Exercise goal
If a line in the data below holds the word "clicks", copy it.

---- Given data

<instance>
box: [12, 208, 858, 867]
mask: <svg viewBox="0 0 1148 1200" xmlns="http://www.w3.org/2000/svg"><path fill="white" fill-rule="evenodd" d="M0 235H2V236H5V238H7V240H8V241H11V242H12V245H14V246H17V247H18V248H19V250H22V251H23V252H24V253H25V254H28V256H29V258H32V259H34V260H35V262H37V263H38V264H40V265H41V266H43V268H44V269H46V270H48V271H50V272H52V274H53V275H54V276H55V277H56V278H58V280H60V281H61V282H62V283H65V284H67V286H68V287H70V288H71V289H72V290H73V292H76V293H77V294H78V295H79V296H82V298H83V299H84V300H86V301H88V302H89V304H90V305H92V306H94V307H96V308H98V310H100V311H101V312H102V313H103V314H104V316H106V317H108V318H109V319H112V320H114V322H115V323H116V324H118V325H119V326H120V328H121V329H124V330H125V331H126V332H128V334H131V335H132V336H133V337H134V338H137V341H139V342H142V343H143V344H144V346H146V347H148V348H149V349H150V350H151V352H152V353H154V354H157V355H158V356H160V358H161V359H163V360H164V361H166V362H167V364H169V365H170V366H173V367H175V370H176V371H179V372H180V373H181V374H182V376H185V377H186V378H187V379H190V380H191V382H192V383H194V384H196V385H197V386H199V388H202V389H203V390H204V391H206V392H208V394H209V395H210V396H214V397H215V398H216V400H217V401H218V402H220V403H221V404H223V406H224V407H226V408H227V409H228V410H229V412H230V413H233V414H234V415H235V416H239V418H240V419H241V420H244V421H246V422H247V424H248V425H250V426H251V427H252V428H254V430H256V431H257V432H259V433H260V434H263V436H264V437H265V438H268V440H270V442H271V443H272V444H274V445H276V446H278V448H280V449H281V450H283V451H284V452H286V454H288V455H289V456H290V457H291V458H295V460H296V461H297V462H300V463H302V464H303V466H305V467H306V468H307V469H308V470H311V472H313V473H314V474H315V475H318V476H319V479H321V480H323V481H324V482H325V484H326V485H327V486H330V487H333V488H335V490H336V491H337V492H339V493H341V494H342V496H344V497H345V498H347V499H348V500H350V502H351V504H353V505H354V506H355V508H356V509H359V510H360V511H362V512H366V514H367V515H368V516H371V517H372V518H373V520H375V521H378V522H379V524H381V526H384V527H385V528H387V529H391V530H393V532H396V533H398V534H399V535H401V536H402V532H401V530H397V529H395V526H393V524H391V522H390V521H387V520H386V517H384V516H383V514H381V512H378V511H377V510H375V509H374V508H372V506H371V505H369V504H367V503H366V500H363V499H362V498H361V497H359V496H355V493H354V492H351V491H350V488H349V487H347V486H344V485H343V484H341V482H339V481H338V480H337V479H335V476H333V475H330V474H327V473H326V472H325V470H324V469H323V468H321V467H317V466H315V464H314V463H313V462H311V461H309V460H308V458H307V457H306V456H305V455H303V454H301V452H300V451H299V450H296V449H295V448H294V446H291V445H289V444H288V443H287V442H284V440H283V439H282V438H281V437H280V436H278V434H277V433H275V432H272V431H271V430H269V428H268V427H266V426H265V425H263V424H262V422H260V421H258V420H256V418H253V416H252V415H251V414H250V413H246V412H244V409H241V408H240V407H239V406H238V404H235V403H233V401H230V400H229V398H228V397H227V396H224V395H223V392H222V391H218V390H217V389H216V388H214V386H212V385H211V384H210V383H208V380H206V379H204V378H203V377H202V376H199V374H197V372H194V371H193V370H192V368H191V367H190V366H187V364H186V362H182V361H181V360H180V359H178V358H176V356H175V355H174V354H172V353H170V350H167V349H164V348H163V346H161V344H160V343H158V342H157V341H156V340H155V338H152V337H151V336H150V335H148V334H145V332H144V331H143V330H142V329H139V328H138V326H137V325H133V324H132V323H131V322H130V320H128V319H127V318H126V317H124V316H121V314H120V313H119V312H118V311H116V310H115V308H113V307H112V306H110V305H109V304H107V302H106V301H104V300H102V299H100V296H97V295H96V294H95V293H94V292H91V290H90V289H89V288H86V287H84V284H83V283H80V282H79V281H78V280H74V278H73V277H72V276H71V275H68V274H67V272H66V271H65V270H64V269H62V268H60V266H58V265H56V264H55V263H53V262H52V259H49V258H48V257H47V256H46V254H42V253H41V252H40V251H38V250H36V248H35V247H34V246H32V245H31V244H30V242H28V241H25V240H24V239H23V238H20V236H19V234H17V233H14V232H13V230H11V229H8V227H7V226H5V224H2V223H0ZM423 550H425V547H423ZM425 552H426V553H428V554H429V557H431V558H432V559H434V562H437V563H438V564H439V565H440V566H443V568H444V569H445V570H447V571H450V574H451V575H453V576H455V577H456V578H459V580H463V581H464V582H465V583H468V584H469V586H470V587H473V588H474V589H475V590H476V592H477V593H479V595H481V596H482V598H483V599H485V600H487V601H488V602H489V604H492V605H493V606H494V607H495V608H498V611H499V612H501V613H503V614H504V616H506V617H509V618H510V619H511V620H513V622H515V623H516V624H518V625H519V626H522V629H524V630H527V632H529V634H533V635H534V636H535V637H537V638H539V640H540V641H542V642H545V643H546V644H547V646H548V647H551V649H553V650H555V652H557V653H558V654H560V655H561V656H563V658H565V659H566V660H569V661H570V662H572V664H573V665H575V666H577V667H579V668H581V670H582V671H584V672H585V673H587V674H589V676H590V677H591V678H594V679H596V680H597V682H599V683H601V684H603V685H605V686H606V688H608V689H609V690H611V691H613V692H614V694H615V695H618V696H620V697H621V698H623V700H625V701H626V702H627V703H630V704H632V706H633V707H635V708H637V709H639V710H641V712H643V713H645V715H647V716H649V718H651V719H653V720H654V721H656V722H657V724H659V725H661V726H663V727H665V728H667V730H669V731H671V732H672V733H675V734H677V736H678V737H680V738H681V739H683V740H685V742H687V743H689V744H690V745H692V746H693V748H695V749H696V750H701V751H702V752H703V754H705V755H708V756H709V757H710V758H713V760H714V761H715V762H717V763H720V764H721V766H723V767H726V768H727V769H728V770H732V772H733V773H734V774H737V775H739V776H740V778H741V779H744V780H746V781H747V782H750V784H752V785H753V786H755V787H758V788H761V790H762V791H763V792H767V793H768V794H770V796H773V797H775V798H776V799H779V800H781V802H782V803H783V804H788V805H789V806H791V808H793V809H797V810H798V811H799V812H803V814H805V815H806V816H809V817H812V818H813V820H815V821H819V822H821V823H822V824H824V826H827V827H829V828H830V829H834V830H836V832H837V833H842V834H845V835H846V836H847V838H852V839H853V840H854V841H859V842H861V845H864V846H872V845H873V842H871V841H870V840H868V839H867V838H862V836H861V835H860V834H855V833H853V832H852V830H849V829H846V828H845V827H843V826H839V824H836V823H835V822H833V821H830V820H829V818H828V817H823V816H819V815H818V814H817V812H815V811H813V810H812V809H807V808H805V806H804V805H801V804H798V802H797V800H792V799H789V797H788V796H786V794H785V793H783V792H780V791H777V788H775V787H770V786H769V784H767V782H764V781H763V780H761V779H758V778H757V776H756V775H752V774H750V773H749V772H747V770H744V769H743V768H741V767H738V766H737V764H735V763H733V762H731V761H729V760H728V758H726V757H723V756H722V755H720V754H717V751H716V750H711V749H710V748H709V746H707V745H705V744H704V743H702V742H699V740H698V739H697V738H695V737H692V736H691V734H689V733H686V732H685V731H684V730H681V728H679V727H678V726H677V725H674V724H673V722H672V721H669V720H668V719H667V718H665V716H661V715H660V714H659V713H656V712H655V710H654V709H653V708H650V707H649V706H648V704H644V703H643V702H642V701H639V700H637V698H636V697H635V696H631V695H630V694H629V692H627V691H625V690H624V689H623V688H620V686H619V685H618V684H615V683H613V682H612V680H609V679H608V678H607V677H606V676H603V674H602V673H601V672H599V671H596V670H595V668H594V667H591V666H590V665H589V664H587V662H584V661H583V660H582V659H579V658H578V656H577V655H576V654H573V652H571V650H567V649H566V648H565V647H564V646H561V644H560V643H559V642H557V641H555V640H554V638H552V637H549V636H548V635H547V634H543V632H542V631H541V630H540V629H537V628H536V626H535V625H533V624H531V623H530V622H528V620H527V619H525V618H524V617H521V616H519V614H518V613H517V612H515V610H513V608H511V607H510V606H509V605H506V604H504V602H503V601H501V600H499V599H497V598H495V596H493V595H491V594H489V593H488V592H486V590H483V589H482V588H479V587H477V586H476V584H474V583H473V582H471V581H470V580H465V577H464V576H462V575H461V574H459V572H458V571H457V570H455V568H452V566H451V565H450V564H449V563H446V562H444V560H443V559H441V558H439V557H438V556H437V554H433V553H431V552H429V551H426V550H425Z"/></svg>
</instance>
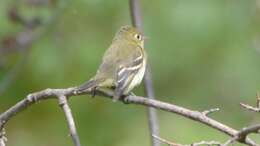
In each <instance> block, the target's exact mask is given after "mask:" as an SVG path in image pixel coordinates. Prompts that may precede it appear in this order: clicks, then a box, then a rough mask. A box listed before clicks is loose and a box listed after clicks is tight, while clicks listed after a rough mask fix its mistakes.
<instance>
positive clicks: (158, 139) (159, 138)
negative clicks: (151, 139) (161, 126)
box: [152, 134, 185, 146]
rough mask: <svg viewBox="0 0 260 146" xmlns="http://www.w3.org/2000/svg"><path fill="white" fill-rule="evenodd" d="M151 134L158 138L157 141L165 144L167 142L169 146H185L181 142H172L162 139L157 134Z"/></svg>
mask: <svg viewBox="0 0 260 146" xmlns="http://www.w3.org/2000/svg"><path fill="white" fill-rule="evenodd" d="M152 136H153V137H154V138H156V139H158V140H159V141H161V142H162V143H165V144H167V145H169V146H185V145H182V144H179V143H174V142H171V141H169V140H166V139H163V138H161V137H159V136H157V135H154V134H153V135H152Z"/></svg>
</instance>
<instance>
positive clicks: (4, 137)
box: [0, 128, 7, 146]
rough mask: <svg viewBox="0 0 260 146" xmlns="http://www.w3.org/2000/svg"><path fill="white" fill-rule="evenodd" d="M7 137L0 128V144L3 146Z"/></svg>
mask: <svg viewBox="0 0 260 146" xmlns="http://www.w3.org/2000/svg"><path fill="white" fill-rule="evenodd" d="M6 141H7V138H6V137H5V129H4V128H3V129H2V130H0V146H5V142H6Z"/></svg>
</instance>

--------

Solution
In each <instance> block, the target's exact mask is given after "mask:" as an SVG path in image pixel coordinates. Prompts that may precede it appear in this order: clicks, then a box, then a rough mask. A box listed before clicks is loose and a box listed after clicks is tight, while clicks listed after a rough mask fix its mistakes.
positive clicks: (158, 139) (159, 138)
negative clicks: (151, 139) (161, 126)
positive clicks: (4, 137)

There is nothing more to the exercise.